**Check your understanding**
**1)** Retype the passage of the rainbows blog post between "Friday, 14 November" and "AT I, p. 469.", inclusive.
**2)** List every person or god named in the rainbows blog post.
**3)** Proceed with the blog post on rainbows in the Time Patrol series, starting right after its last sentence.

**Exercise text**
Friday, 14 November 2025

The Myth And Science Of Rainbows

It hit me that there are at least two rainbows in Poul Anderson's Time Patrol series. Does anyone know of a third? Let's look back at the two that we know.

"'I will come to you on the rainbow,' Niaerdh plighted.
"So it was. So it is."
-Poul Anderson, "Star of the Sea" IN Anderson, Time Patrol (Riverdale, NY, December 2010), pp. 467-640 AT I, p. 469.

The goddess Niaerdh addresses the god Frae to whom she has become betrothed. Rather than retelling a familiar myth, Anderson here imaginatively reproduces an earlier stage of Northern European mythology. Myths explain the origins of natural phenomena like the rainbow and also the seasons:

"'Each autumn I will leave you and go back to my sea. But in spring I will come again. This shall be the year and every year henceforward.'" (ibid.)

**Dataset entries**
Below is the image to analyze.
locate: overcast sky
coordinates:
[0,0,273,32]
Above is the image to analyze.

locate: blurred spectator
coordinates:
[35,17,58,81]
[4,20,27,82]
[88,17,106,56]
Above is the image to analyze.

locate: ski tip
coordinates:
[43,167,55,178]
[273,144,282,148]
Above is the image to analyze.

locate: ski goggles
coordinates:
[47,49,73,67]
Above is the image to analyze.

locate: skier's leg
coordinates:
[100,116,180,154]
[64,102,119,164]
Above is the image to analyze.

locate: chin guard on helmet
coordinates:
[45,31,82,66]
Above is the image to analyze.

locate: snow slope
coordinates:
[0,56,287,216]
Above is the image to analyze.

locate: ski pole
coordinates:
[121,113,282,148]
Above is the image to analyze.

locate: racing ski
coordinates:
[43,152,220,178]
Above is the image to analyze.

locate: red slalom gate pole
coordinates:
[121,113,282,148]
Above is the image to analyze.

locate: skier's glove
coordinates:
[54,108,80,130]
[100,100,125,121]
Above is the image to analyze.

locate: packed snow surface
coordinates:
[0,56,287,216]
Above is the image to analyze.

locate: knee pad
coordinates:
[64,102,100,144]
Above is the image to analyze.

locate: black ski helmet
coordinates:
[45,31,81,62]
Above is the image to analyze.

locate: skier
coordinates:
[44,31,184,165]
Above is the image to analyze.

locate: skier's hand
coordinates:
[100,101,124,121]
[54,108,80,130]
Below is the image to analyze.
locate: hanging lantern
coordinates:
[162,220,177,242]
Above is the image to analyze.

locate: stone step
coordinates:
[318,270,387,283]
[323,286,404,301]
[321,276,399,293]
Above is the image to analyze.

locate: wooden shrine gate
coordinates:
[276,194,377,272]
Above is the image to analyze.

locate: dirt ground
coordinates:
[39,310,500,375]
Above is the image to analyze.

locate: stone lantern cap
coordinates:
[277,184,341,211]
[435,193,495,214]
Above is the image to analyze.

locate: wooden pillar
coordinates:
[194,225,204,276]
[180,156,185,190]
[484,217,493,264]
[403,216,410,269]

**Answers for each item**
**1)**
Friday, 14 November 2025

The Myth And Science Of Rainbows

It hit me that there are at least two rainbows in Poul Anderson's Time Patrol series. Does anyone know of a third? Let's look back at the two that we know.

"'I will come to you on the rainbow,' Niaerdh plighted.
"So it was. So it is."
-Poul Anderson, "Star of the Sea" IN Anderson, Time Patrol (Riverdale, NY, December 2010), pp. 467-640 AT I, p. 469.

**2)**
Poul Anderson
Niaerdh
Frae

**3)**
Niaerdh coming on the rainbow would have made a colourful cover illustration if "Star of the Sea" had ever been published as a single volume.

For the second rainbow, see Words From A Danellian. In this passage, the Danellian, although not interested in the rainbow as such, uses the idea of diffraction to compare imperceptible alterations in the time stream to reinforcing and cancelling light waves. Is our temporal experience comparable to a vast rainbow? This suggests an even more intriguing cover illustration.

4 comments:

Sean M. Brooks said...

Kaor, Paul!

And the Book of Genesis has the rainbow being used as a sign the world would never again be drowned in a global flood.

Ad astra! Sean

paulshackley2017@gmail.com said...

Of course.

S.M. Stirling said...

As the spiritual goes:

The Lord done promise
In Noah's time --
No more water.
The fire next time.

Anonymous said...

Kaor, Mr. Stirling!

Or that as well, with many apocalyptic types fearing/expecting an end of the world in nuclear fire.